▶ _What you should do_: Please continue the survey of computational methods for protein complex prediction from the point where it stops.

▶ _Provided passage_:
┄┄┄┄┄┄┄┄┄┄┄┄┄┄┄┄┄┄┄┄
So far, a variety of computational methods for complex prediction have been proposed. Here, we present a brief survey on the related works by roughly classifying the existing methods into the following types: methods based on local dense subgraphs, methods based on the Core-Attachment Model, methods based on dynamic PPI networks, methods based on supervised learning. Among them, methods based on local dense subgraphs constitute the most part of existing works. Note that this method hierarchy only reflects our view of existing works. There may be other hierarchies of existing works in the literature. And a brief survey, we cannot cover all existing works, but we try our best to present the major existing works.

Methods based on local dense subgraphs

As one of earliest computational methods of complex prediction, MCODE [4] first weights each protein based on its core-clustering density in the PPI network, then the protein (say p) with the largest weight is selected to be a seed node of a primary complex, which is expanded by including other proteins whose weights exceed a pre-set threshold recursively, till there are no more nodes to be added. If there are unprocessed nodes, new complexes will be generated in the way above. Finally, the neighbors of each complexes generated above are included into the complexes if their weights is higher than a pre-set “fluff” parameter. MCL [5] predicts complexes based on random walk in a PPI network, it is a fast and highly scalable clustering method. To simulate random walk, two operators, expansion and inflation are used to manipulate the adjacency matrix iteratively. The aim of those two operators is to separate dense subgraphs out from the network. Protein complexes predicted by this method are non-overlapped. ClusterONE [6] uses a new measure to compute the cohesiveness of one subgraph, and works by seeding and expanding with neighboring nodes. This method performs better than the other methods when it was developed.

As there exists high false-positives and false-negatives in PPI networks. Some methods weight edges of PPI network using PPI network topology, gene expression data and protein function to improve the reliability of PPI networks. DPClus [20] weights each edge according to the number of shared neighbors of the node pair, then the weight of each node is computed by summing the weights of all its edges. Cao et al. [21] treated complex prediction as an optimization problem and built the objective function by considering a variety of topology characteristics, then the genetic algorithm was employed to detect complexes from PPI networks.
┄┄┄┄┄┄┄┄┄┄┄┄┄┄┄┄┄┄┄┄
▶ _Entries provided_:
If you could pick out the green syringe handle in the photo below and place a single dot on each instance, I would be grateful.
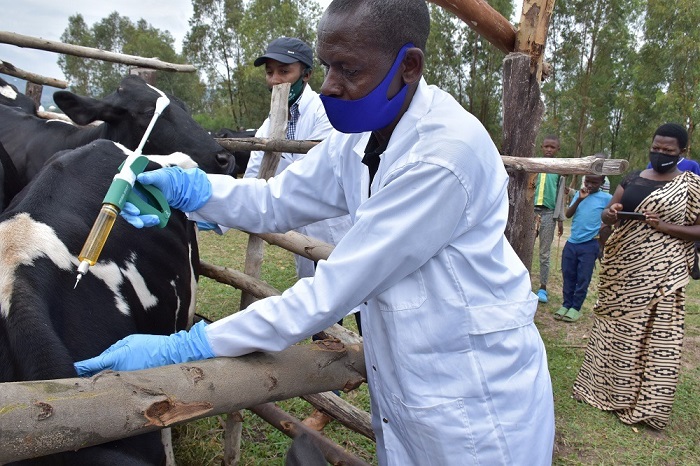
(148, 199)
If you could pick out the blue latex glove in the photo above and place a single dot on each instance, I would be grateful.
(132, 214)
(209, 226)
(185, 190)
(145, 351)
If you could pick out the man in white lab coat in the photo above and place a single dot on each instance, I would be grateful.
(457, 370)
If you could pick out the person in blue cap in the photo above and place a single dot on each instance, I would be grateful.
(456, 368)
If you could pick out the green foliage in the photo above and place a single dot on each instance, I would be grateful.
(119, 34)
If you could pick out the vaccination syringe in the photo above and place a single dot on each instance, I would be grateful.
(148, 199)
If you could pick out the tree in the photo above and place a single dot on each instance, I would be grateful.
(591, 48)
(467, 66)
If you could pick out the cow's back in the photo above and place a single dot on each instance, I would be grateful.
(143, 283)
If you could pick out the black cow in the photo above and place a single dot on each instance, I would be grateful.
(242, 156)
(144, 282)
(11, 97)
(126, 113)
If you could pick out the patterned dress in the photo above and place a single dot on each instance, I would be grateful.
(632, 360)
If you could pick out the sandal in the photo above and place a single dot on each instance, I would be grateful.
(572, 315)
(560, 313)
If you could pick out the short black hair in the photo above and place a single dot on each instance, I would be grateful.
(673, 130)
(393, 23)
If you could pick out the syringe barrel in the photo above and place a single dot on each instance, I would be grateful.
(98, 234)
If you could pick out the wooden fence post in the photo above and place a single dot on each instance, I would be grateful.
(279, 111)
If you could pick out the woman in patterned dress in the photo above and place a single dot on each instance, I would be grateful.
(632, 360)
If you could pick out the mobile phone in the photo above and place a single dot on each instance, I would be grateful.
(630, 216)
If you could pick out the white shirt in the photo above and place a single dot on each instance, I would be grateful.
(456, 368)
(312, 125)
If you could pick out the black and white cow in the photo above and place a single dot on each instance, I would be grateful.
(144, 282)
(126, 113)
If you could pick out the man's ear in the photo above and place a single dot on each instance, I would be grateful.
(306, 74)
(413, 65)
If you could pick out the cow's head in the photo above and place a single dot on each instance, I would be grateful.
(127, 112)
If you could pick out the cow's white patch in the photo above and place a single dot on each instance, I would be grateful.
(178, 159)
(8, 92)
(24, 240)
(113, 277)
(56, 120)
(132, 274)
(175, 159)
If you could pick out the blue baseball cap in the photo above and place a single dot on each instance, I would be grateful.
(287, 50)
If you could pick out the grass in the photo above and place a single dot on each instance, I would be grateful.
(584, 435)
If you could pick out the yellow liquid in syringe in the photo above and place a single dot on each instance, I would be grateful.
(96, 239)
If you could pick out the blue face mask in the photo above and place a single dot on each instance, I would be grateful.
(373, 111)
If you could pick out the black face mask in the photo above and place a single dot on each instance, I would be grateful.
(663, 163)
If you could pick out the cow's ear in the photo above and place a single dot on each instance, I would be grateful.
(84, 110)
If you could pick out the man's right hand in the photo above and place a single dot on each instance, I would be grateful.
(185, 190)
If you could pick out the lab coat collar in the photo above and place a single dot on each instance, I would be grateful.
(419, 107)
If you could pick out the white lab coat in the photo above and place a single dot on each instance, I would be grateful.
(312, 125)
(457, 370)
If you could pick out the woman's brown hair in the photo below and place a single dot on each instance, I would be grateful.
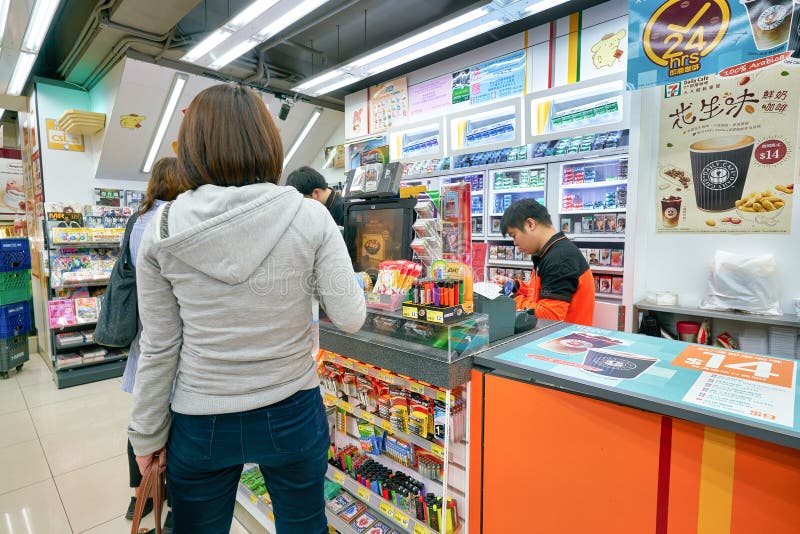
┄┄┄┄┄┄┄┄┄┄┄┄┄┄┄┄┄┄┄┄
▶ _Answer area_:
In general, proteins that form functional groups have similar gene expression, so some methods weight edges of PPI networks using expression data. MATISEE [10] measures the intensity of interaction of a pair of proteins using the correlation of expression data. Ou-Yang et al. [11] detected protein complexes from signed PPI networks, the sign of each edge is computed using the pearson correlation coefficient of gene expression of the two proteins.

Except for expression data, protein function provides important clue for protein complex detection. SWEMODE [12] proposed by Lubovac weights each edge based on the semantic similarity of the function(s) of two proteins, the weight of each node is given by the weighted clustering coefficients of the nearest neighbors. Cho et al. [13] weighted each edge according to the functional similarity of two nodes, and the weight of each node is the sum of weights of its edges. The flow simulation algorithm is then used to split the flow from the nodes with larger weights. As each flow goes along edges and its influence decay according to the similarity of each node pair it passes, it stops when its influence is less than a certain threshold. Thus, the PPI network is divided into a plurality of subgraphs consisting of proteins connected by flow from the same source protein.

In our previous works CPredictor [19] and CPredictor2.0 [16, 17], we also used protein functional information. But different from the existing methods, we first used protein functional information to cluster proteins, then mapped the clusters onto PPI networks. The difference between CPredictor and CPredictor2.0 lies in the usage of functional information. In this paper, we follow the same idea of CPredictor and CPredictor2.0, but we also use expression data. That is, we consider the dynamic property of PPI networks.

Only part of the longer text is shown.